Ejercicios -
1. ¿Mediante qué medios, según el texto sobre el silencio colombiano, disimuló el asesino la presencia de su hijo monstruoso? Enumérelos todos.
2. Retome el texto sobre el silencio colombiano a partir de su última oración y continúelo.

Texto en estudio -

┄┄┄┄┄┄┄┄┄┄

El Peatón

Publicado el Albeiro Guiral

Bajo el árbol de la inercia

Callamos, aunque sepamos de memoria el nombre del asesino.

Representación de Esperando a Godot, de Samuel Beckett.

La realidad del pueblo colombiano parece tomada del teatro del absurdo. Aparte de que el nuestro es un país individualista e hipócrita, gavillero, dador de coba y servil ―y de que para definir su sociedad fueron necesarios los peores epítetos posibles: patriótico, antiaborto, paramilitar de línea tibia y de línea dura, violador, corrupto, narco de comuna y narco doctor, desplazador, envenenador de la niñez, conformista, etcétera― convivimos, día a día, con la certeza de quién es el peor asesino vivo de la historia colombiana. Sin embargo, lo mejor que hacemos para llamar a la justicia en su contra, y a nuestro favor, es no pronunciar su nombre, es guardar el más incómodo, el más perjudicial de los silencios.

El asesino dio sus primeros pasos en la ilegalidad cuando empezó a habilitarle pistas clandestinas a Pablo Escobar, su igual, un imbécil multimillonario y misógino, para que transportara droga; como le fue tan bien con su apoyo a este negocio internacional, quiso quedarse con el lugar del capo cuando este cayó en los tejados de Medellín y su cadáver fue exhibido como un vulgar trofeo de guerra en los medios. El siguiente paso fue apoyar el armamento de sus amigos en común con el ídolo muerto, hacendados y caballistas que querían proteger la soberanía de las tierras que les habían robado a los campesinos en esta segunda colonización antioqueña. Como el mal llamado fenómeno se expandió por todo el país, el ahora experto en el oficio de la aserradura, sucesor del patriarca Aranzazu, tuvo que llegar a la presidencia y violar la Constitución para disimular la presencia de su hijo monstruoso mediante la extradición de sus colegas, la compra de testigos, la manipulación mediática, la calumnia, el sicariato y la posverdad.

┄┄┄┄┄┄┄┄┄┄

Datos registrados -
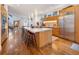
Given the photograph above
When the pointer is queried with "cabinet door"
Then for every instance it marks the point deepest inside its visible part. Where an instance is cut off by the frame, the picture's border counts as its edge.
(69, 26)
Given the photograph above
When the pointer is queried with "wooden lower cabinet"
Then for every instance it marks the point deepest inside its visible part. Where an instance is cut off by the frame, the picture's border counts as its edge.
(43, 38)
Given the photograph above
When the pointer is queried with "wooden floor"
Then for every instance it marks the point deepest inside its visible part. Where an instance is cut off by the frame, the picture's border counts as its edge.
(14, 45)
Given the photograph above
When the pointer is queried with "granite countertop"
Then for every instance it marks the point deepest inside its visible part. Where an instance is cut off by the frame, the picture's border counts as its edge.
(34, 30)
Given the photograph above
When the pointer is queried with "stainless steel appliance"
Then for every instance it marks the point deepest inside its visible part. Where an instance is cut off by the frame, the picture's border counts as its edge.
(66, 24)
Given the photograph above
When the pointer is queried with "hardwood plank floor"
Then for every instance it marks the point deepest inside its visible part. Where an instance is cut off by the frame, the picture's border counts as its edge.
(15, 45)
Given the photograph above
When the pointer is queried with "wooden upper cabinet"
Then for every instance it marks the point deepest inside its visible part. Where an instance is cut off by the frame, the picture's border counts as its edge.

┄┄┄┄┄┄┄┄┄┄

Soluciones -
1.
- La extradición de sus colegas
- La compra de testigos
- La manipulación mediática
- La calumnia
- El sicariato
- La posverdad

2.
El peor asesino vivo de nuestra historia es, por otro lado, amante de las estadísticas: suele vérsele muy feliz cada vez que matan a una persona, a miles de personas, civiles e inocentes, incluso niños, a fin de ajustar el récord en la baja de tácitos guerrilleros. También, para él y sus acompañantes ilustres trabajan los mejores contadores de la región, pues han sido capaces de evadir los impuestos por sus innumerables bienes e ingresos, hasta el punto de que sus declaraciones de renta arrojan saldos a favor. Es, como pueden ver, un ejemplo de astucia e inteligencia; después, en ese orden, se encontrarían sus millones de feligreses entre el pueblo, que hacen gala de haber nacido sin neuronas y, por último, nos encontramos nosotros, sus opositores, los imbéciles mayores, revolucionarios de café, artistas comprometidos en Twitter, célebres presuntuosos, jóvenes promesas de la nada que no presionamos al asesino para que nos dé la cara, para que vaya a la cárcel o a un juicio sin manipulaciones.

Somos pocos, porque nos están matando; cada día seremos menos, porque sobramos. Vamos por la calle con desilusión, evocando un pasado mejor que tan solo vivieron nuestros abuelos en los pueblos donde La Violencia pasaba sin ser vista; no tenemos un momento de descanso porque nuestro receso para comer o solazarnos ―en las construcciones, en las calles donde vendemos la dignidad, en las cafeterías de las fábricas donde trabajamos a la hora, sin esperanza de una pensión y con la convicción de que podremos morirnos en las salas de espera de los hospitales― lo usamos para hablar del asesino sin nombrarlo y recordarnos, bajo el sol de los días, que todos tenemos un muerto a su salud. No hay momento de descanso en que no hablemos de política, dice alguien. Otro le responde: es decir, del asesino.

La realidad del pueblo colombiano parece tomada de la clásica tragicomedia de Samuel Beckett. Quienes nos oponemos a la violencia somos incapaces inclusive de idear una forma para colgarnos, como Vladimir y Estragón. Bajo el árbol de la inercia, aunque sepamos de memoria el nombre del asesino, callamos mientras esperamos la justicia que tal vez no llegará.